• What is being asked
Every record should be written out exactly, please.

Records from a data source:
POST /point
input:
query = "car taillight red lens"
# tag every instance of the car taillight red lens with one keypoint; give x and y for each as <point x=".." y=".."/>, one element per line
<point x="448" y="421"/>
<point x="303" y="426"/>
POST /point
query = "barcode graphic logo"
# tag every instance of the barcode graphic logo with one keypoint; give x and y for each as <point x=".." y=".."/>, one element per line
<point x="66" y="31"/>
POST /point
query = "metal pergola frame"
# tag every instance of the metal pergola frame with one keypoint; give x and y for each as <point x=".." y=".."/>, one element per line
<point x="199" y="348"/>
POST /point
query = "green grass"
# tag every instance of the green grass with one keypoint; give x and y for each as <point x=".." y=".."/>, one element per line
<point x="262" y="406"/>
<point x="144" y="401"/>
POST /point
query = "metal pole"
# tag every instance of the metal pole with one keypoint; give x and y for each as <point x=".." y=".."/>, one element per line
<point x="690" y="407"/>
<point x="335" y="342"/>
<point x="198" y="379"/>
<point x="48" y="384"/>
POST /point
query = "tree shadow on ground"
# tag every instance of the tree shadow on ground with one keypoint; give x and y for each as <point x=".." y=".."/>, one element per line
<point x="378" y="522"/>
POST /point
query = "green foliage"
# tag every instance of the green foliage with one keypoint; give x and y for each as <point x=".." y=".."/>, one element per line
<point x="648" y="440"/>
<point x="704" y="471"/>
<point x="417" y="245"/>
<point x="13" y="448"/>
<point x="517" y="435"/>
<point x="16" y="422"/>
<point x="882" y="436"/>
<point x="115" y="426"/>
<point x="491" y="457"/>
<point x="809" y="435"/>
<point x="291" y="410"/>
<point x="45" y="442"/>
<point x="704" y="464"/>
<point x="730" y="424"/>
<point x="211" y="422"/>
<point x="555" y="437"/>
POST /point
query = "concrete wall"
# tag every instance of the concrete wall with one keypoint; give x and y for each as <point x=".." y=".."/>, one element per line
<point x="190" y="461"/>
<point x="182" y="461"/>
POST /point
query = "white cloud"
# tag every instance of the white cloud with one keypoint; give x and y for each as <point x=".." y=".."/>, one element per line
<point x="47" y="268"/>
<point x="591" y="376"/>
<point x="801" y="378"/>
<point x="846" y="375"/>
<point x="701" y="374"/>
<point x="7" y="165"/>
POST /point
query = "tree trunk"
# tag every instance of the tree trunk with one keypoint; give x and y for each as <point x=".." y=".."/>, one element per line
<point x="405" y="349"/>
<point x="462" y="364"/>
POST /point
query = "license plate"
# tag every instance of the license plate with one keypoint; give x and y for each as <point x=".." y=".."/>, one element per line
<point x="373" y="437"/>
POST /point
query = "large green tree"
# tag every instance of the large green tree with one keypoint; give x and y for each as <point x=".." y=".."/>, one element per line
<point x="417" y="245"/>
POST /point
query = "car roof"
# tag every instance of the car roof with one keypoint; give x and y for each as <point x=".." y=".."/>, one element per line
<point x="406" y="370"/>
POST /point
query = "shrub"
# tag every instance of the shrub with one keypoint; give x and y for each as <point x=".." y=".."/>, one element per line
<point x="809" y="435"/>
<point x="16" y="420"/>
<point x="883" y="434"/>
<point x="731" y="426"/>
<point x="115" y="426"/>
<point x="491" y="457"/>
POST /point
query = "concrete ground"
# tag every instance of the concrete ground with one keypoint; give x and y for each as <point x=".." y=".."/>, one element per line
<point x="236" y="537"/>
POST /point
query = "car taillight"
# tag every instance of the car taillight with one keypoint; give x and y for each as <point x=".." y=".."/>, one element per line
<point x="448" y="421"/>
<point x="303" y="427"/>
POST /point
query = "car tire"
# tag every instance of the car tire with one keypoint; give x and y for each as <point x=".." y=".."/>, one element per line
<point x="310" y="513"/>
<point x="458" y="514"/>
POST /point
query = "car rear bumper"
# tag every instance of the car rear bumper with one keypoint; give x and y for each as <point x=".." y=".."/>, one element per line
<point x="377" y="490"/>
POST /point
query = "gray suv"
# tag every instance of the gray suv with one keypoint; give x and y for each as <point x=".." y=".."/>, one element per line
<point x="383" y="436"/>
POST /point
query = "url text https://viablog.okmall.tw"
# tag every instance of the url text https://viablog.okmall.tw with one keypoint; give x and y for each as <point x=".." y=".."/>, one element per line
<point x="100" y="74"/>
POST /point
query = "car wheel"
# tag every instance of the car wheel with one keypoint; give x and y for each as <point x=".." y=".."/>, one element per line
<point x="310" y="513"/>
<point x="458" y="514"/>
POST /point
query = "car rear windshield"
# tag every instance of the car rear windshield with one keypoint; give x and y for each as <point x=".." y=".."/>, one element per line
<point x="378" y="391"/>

• Response to the task
POST /point
input:
query = "car taillight red lens"
# tag every instance of the car taillight red lens with one keypoint; give x and y for each as <point x=".." y=".."/>, one element per line
<point x="448" y="421"/>
<point x="303" y="426"/>
POST /point
query = "barcode graphic logo"
# tag every instance of the barcode graphic logo with one keypoint; give x and y for each as <point x=".." y=".."/>, one element per line
<point x="66" y="31"/>
POST /point
query = "metal pergola frame"
# tag every instance of the metal pergola frame with one keypoint; give x and y for each as <point x=".." y=".."/>, one element per line
<point x="199" y="348"/>
POST /point
query = "green grass"
# tag every instance of the green grass with one keypoint; give x and y for each as <point x=".." y=".."/>, one element per line
<point x="262" y="406"/>
<point x="144" y="401"/>
POST /point
query = "metal pole"
# tag every instance of the metal pole with one keypoint; give x and y for each as <point x=".." y=".."/>, one element per line
<point x="690" y="407"/>
<point x="335" y="342"/>
<point x="198" y="379"/>
<point x="48" y="384"/>
POST /point
query = "tree shadow on ground"
# tag every instance of the tree shadow on ground with one keypoint; give x and y for each as <point x=".." y=".."/>, one element per line
<point x="378" y="522"/>
POST /point
query = "green foliage"
# tag every instance of the green foliage with one keypoint; give x and y for each as <point x=".." y=".."/>, one element per line
<point x="648" y="440"/>
<point x="704" y="471"/>
<point x="417" y="245"/>
<point x="13" y="448"/>
<point x="517" y="435"/>
<point x="16" y="422"/>
<point x="882" y="436"/>
<point x="115" y="426"/>
<point x="491" y="457"/>
<point x="809" y="435"/>
<point x="291" y="410"/>
<point x="45" y="442"/>
<point x="704" y="464"/>
<point x="730" y="424"/>
<point x="211" y="422"/>
<point x="555" y="437"/>
POST /point
query = "concrete wall"
# tag every instance of the concrete wall with one keypoint; give x and y for each as <point x=".." y=".."/>, one element per line
<point x="190" y="461"/>
<point x="182" y="461"/>
POST /point
query = "white cloud"
# tag every instance of the white cloud with one keypoint; give x and y for each as <point x=".." y=".."/>, one element per line
<point x="47" y="268"/>
<point x="591" y="376"/>
<point x="801" y="378"/>
<point x="846" y="375"/>
<point x="701" y="374"/>
<point x="7" y="165"/>
POST /point
query = "tree trunk"
# tag every instance of the tree trunk with one keypoint; give x and y for each as <point x=".." y=".."/>, one element per line
<point x="405" y="349"/>
<point x="462" y="364"/>
POST /point
query = "license plate"
# tag every instance of the license plate with one keypoint; give x and y for each as <point x=".." y=".."/>, one element per line
<point x="373" y="437"/>
POST /point
query = "large green tree"
# tag every instance of the large green tree with one keypoint; give x and y for each as <point x=".." y=".."/>, one element per line
<point x="417" y="245"/>
POST /point
query = "car roof"
# tag every instance of the car roof with one keypoint; give x and y for each as <point x=".." y=".."/>, one element per line
<point x="406" y="370"/>
POST /point
query = "shrub"
# tag every instance of the shrub with one keypoint; give x and y for each as <point x=".." y=".."/>, one element per line
<point x="809" y="435"/>
<point x="16" y="420"/>
<point x="883" y="434"/>
<point x="731" y="426"/>
<point x="115" y="426"/>
<point x="491" y="457"/>
POST /point
query = "concrete ground"
# tag every instance of the concrete ground with one keypoint; give x and y for each as <point x=".." y=".."/>, one element per line
<point x="236" y="537"/>
POST /point
query = "car taillight"
# tag every instance of the car taillight with one keypoint; give x and y for each as <point x=".." y=".."/>, one element per line
<point x="448" y="421"/>
<point x="303" y="427"/>
POST /point
query = "car tire"
# tag every instance of the car tire with one keypoint; give x and y for each as <point x=".." y=".."/>, one element per line
<point x="310" y="513"/>
<point x="458" y="514"/>
POST /point
query = "car rear bumper"
# tag every instance of the car rear bumper with one keypoint; give x and y for each as <point x=".." y=".."/>, one element per line
<point x="377" y="490"/>
POST /point
query = "gray suv"
# tag every instance of the gray suv with one keypoint; give x and y for each as <point x=".." y=".."/>, one element per line
<point x="383" y="436"/>
POST /point
query = "url text https://viablog.okmall.tw"
# tag every instance of the url text https://viablog.okmall.tw with one keypoint; give x and y for each as <point x=".." y=".."/>, one element per line
<point x="100" y="74"/>
POST /point
query = "car wheel"
# tag every instance of the car wheel with one keypoint; give x and y for each as <point x=".." y=".."/>, one element per line
<point x="310" y="513"/>
<point x="458" y="514"/>
POST /point
query = "car rear windshield"
# tag every instance of the car rear windshield with one keypoint; give x and y for each as <point x=".." y=".."/>, one element per line
<point x="378" y="391"/>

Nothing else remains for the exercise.